[Records excerpted from a collection]

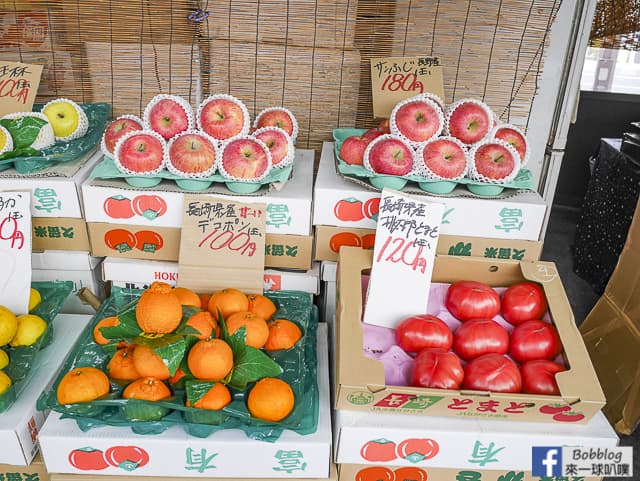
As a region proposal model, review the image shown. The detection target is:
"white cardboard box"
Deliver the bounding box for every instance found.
[313,142,547,241]
[0,314,91,465]
[82,149,314,235]
[0,150,101,218]
[39,324,332,478]
[32,265,103,315]
[321,262,337,283]
[102,257,321,295]
[320,281,336,326]
[333,408,618,470]
[32,250,102,271]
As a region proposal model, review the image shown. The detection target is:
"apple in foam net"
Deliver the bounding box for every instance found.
[339,135,369,166]
[421,138,467,179]
[42,98,87,140]
[366,137,413,176]
[494,126,527,162]
[169,133,216,174]
[103,116,143,154]
[448,101,491,144]
[254,128,290,166]
[255,108,295,138]
[362,127,387,142]
[117,132,164,173]
[221,138,270,179]
[200,98,246,140]
[473,142,517,180]
[393,100,441,143]
[146,98,190,140]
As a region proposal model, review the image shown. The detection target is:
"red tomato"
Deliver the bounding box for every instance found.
[411,349,463,390]
[521,360,565,395]
[452,318,509,361]
[132,195,167,219]
[68,448,108,470]
[509,319,562,363]
[396,438,439,462]
[103,195,134,219]
[463,353,522,393]
[355,467,394,481]
[445,281,500,322]
[396,314,453,353]
[104,229,136,251]
[394,467,428,481]
[134,230,164,252]
[501,282,548,325]
[104,445,150,470]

Instructions for the task:
Could you please repeat the entries above exactly, with every picture left out?

Reply:
As a region proposal model, review the image shown. The detection target is:
"white cardboard box"
Deliver the bounding box for every instance found.
[313,142,547,241]
[0,314,91,465]
[82,149,314,235]
[0,150,101,218]
[39,324,332,478]
[32,265,103,315]
[321,262,337,283]
[102,257,321,295]
[320,281,336,326]
[333,408,618,470]
[32,250,102,271]
As a region proposal model, review the image shown. The detection target is:
"apple in foam net"
Deliver the bounding box for every instance found.
[339,135,369,166]
[421,138,467,179]
[42,98,87,140]
[366,137,413,176]
[494,126,527,162]
[169,133,216,174]
[103,116,143,154]
[448,101,491,144]
[254,128,290,166]
[255,108,295,138]
[362,127,387,142]
[117,132,164,173]
[221,138,270,179]
[200,98,246,140]
[473,142,517,180]
[393,100,441,143]
[146,98,190,140]
As a region proposal model, review the image shown. The detection target is:
"red tomato"
Deliver the bounding box for every instance found.
[411,349,463,390]
[521,360,565,395]
[452,318,509,361]
[132,195,167,219]
[68,448,108,470]
[509,319,562,363]
[396,438,439,462]
[103,195,134,219]
[463,353,522,393]
[355,467,394,481]
[445,281,500,322]
[396,314,453,353]
[104,229,136,251]
[394,467,428,481]
[134,230,164,252]
[501,282,548,325]
[104,445,150,470]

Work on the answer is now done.